→ Text segment
┌────────

= Driver licence in New Zealand =

The New Zealand driver licence system is a graduated system that has been in place (with modifications, such as the L-plate requirement) since 1988. It consists of three phases for a car licence, each with varying levels of conditions.

==Overview==
The New Zealand driver licence allows the holder to drive specified vehicles with or without restrictions on public roads and in public places. Upon passing the respective test for each stage of the system, the successful applicant is given a temporary paper licence to begin driving immediately while their permanent licence is printed and sent to them by post. The permanent licence contains a unique identifying number, date of birth and photograph of the holder. Drivers must carry their licence at all times while driving. If they fail to do so they may face an instant fine.

New Zealand driver licences are issued by Waka Kotahi, the NZ Transport Agency.

└────────

→ Raw data
┌────────

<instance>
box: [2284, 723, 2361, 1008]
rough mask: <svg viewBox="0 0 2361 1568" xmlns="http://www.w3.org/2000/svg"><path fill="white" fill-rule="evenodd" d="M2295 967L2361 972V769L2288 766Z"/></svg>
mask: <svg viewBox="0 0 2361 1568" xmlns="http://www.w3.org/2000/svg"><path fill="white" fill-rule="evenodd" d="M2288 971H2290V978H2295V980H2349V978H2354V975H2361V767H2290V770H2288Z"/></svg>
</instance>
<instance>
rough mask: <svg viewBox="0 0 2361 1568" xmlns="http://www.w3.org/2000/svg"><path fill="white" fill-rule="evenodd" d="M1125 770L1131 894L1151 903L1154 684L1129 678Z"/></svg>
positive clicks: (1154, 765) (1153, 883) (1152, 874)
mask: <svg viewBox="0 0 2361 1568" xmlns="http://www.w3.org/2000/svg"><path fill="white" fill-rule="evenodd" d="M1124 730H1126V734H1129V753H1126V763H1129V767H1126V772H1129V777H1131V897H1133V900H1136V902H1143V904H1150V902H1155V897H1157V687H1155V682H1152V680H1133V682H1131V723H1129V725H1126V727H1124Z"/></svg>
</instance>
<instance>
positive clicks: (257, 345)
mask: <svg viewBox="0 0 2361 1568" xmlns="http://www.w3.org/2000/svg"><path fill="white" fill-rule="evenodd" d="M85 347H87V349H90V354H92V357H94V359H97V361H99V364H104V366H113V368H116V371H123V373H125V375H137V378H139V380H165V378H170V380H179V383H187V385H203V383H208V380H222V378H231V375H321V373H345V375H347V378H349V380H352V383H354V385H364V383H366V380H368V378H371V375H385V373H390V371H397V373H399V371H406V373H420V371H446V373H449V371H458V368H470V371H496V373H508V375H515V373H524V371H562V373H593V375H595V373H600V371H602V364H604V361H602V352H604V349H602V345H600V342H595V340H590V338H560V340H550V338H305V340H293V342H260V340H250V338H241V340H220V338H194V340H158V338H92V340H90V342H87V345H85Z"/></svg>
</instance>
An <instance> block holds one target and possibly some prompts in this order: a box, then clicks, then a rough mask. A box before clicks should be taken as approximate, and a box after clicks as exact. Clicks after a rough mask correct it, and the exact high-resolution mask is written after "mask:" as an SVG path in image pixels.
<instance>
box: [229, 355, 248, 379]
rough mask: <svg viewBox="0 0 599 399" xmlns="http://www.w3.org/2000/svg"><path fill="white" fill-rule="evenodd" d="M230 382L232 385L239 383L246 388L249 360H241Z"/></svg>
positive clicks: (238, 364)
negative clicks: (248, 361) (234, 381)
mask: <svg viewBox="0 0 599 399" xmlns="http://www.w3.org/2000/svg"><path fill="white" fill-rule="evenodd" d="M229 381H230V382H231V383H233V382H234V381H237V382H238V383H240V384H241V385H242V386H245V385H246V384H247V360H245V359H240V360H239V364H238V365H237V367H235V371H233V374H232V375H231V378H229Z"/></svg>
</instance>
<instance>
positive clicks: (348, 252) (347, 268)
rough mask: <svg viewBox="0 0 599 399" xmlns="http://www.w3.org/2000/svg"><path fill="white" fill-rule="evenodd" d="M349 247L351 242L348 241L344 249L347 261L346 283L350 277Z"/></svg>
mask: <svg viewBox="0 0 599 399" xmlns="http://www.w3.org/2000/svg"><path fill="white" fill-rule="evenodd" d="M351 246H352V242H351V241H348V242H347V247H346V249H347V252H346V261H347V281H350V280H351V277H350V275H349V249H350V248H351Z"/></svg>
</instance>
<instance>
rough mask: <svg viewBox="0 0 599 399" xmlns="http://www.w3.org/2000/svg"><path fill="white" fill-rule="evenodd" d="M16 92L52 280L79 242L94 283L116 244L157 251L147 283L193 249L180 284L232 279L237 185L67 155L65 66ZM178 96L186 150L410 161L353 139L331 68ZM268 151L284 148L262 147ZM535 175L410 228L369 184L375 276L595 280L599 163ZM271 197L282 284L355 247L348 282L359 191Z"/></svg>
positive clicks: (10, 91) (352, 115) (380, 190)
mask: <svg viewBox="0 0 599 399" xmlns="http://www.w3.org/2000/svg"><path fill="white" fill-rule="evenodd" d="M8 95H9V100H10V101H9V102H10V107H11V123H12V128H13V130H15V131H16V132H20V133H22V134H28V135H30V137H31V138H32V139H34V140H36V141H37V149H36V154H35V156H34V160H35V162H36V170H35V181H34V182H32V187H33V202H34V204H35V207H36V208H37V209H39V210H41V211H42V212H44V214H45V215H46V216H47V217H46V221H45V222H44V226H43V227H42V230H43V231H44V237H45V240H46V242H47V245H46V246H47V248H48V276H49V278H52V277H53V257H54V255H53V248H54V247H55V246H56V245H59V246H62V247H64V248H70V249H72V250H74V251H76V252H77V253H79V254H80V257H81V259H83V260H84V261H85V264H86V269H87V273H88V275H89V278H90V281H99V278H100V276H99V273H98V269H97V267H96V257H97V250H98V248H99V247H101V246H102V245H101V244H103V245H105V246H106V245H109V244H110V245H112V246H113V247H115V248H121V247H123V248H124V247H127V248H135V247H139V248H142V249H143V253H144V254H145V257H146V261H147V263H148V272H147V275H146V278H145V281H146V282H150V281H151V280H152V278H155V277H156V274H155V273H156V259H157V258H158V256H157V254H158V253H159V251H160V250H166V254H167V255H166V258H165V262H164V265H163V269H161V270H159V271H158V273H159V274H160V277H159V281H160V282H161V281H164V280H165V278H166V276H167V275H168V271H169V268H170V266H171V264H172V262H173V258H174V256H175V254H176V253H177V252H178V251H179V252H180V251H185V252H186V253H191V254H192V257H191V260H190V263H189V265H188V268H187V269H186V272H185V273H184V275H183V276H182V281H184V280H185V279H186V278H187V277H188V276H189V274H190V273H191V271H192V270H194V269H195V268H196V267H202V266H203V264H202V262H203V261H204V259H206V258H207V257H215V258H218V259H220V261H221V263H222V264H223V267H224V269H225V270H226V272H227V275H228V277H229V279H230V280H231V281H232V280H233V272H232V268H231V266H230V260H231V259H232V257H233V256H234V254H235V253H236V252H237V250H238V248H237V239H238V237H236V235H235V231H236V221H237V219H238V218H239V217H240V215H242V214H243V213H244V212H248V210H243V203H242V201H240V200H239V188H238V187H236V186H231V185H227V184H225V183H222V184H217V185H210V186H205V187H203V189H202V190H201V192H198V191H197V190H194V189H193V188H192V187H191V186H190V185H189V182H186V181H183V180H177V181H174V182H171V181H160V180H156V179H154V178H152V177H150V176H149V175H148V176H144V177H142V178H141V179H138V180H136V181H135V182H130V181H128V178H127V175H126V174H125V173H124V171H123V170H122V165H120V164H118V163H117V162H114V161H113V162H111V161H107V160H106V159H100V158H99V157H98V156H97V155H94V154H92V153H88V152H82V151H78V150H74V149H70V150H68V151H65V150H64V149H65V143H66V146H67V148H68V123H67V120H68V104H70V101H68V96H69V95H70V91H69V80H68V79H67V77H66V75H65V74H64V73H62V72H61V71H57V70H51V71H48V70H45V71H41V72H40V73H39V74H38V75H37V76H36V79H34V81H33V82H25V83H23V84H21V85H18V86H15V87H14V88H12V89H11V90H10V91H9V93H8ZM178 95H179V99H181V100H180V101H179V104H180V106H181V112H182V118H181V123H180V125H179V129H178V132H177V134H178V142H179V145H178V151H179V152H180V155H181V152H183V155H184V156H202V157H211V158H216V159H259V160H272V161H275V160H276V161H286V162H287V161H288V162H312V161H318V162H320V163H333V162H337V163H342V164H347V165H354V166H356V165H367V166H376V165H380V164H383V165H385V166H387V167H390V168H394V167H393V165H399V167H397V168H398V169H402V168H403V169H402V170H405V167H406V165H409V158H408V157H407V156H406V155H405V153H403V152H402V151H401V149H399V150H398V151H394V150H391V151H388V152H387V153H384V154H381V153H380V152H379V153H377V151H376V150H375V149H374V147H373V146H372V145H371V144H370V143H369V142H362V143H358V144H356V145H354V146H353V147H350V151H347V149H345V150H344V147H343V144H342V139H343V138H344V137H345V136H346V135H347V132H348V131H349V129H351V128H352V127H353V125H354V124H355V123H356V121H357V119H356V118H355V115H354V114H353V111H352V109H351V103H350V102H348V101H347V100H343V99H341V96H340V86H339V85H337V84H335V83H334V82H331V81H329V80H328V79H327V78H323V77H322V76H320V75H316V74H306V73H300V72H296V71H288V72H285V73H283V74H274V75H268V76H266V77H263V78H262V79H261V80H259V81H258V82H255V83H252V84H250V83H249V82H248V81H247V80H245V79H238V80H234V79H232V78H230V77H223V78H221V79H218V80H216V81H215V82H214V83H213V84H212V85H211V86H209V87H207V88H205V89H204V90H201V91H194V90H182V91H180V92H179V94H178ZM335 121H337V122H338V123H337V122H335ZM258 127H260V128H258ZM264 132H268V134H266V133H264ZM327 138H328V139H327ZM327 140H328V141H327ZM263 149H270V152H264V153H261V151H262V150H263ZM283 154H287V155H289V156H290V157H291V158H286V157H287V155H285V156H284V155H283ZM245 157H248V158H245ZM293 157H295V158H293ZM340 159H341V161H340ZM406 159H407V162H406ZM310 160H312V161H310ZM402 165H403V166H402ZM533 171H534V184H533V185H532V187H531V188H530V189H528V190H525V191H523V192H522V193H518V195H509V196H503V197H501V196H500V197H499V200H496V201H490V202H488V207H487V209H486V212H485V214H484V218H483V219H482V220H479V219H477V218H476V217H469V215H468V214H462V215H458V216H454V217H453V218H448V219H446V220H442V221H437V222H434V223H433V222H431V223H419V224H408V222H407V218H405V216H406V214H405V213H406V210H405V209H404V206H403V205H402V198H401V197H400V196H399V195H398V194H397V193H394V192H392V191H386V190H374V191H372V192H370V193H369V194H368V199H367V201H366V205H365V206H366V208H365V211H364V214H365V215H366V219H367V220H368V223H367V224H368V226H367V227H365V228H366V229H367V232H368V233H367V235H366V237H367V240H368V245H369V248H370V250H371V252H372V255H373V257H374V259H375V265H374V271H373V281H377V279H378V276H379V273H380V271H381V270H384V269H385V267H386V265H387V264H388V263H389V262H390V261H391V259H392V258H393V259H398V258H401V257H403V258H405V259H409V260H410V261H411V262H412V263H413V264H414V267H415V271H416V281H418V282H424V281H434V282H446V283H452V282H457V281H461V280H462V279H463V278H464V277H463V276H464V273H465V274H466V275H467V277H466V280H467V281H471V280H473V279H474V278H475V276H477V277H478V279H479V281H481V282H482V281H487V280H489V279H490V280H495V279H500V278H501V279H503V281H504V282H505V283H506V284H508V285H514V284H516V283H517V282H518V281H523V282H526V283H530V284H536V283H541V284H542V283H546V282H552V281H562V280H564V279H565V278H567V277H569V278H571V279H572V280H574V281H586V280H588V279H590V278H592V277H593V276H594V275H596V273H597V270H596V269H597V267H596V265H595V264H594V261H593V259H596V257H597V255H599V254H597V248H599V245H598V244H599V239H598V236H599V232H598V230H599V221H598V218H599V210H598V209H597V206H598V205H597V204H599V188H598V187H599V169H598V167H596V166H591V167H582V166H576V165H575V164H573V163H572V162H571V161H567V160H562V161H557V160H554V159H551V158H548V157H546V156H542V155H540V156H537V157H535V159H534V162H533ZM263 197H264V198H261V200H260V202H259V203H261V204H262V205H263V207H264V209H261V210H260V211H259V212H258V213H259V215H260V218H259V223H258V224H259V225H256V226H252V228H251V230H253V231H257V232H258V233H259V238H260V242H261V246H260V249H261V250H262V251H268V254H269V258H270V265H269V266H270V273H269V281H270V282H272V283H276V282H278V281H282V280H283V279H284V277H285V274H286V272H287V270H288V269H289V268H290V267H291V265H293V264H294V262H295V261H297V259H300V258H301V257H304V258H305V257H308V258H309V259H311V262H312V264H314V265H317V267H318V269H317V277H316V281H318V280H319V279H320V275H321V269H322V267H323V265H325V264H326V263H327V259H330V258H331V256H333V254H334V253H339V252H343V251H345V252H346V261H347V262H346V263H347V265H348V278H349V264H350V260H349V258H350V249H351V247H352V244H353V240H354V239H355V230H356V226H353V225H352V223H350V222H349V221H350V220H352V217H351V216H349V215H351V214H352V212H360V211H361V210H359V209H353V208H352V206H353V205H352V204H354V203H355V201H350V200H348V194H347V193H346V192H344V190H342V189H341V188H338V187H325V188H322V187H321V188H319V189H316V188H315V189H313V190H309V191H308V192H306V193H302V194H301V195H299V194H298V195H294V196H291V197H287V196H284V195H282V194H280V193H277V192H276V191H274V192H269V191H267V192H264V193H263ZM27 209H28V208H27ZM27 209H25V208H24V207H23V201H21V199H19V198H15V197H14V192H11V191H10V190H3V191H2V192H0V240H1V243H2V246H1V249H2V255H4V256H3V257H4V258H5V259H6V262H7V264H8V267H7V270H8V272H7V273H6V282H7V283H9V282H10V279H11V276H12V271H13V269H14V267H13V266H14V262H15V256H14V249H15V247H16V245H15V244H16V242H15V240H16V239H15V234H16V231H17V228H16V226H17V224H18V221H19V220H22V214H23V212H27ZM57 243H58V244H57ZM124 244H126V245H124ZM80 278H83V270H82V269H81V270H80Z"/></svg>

└────────

→ Task set
• A. According to the New Zealand driver licence text, which agency issues the licences?
• B. Based on the New Zealand driver licence text, why does someone who passes a test stage get a temporary paper licence?
• C. Carry on the text about the New Zealand driver licence from where it ends.

→ Responses in order
• A. Waka Kotahi, the NZ Transport Agency.

• B. The paper licence lets the successful applicant begin driving immediately. Meanwhile, their permanent licence is printed and sent to them by post.

• C.
From 1925, local authorities issued driver licences, which were renewed each year when a completely new licence was issued. When the Ministry of Transport took over driver licensing, renewal was five-yearly from 1953 and a coupon was fastened inside the book at every renewal.

Apart from passports and a special-purpose 18+ card, a photo driver licence is the only legal form of identification for buying alcohol, tobacco and fireworks in New Zealand.

==Classes==
The New Zealand driver licensing system is split into six classes of licence. Class 1 ("car licence") allows the driver to drive most cars, light vehicles, moped, tractor and all-terrain vehicles, while Class 6 ("motorcycle licence") allows the driver to ride a motorcycle. Classes 2, 3, 4, and 5 ("heavy vehicles licence") allow the driver to drive heavy vehicles of varying degrees according to the classes carried.

Classes 1 and 6 licences are able to be obtained on or after the driver's 16th birthday. Obtaining a Class 1 or Class 6 licence involves a three-tier stage system, starting with the learner licence, followed by the restricted licence, before finally obtaining the full licence. Classes 2 to 5 can be obtained only by a driver that carries a Class 1 full licence, and involves a two-tier stage system, missing out the restricted licence step.

- Class 1 (car) - a class 1 licence holder can drive any rigid or combination vehicle (other than a motorcycle) up to 6,000 kg gross combined weight (GCW). They may also drive a tractor up to 18,000 kg GCW and a tractor and trailer up to 25,000 kg GCW provided they are driven at a speed not exceeding 40 km/h.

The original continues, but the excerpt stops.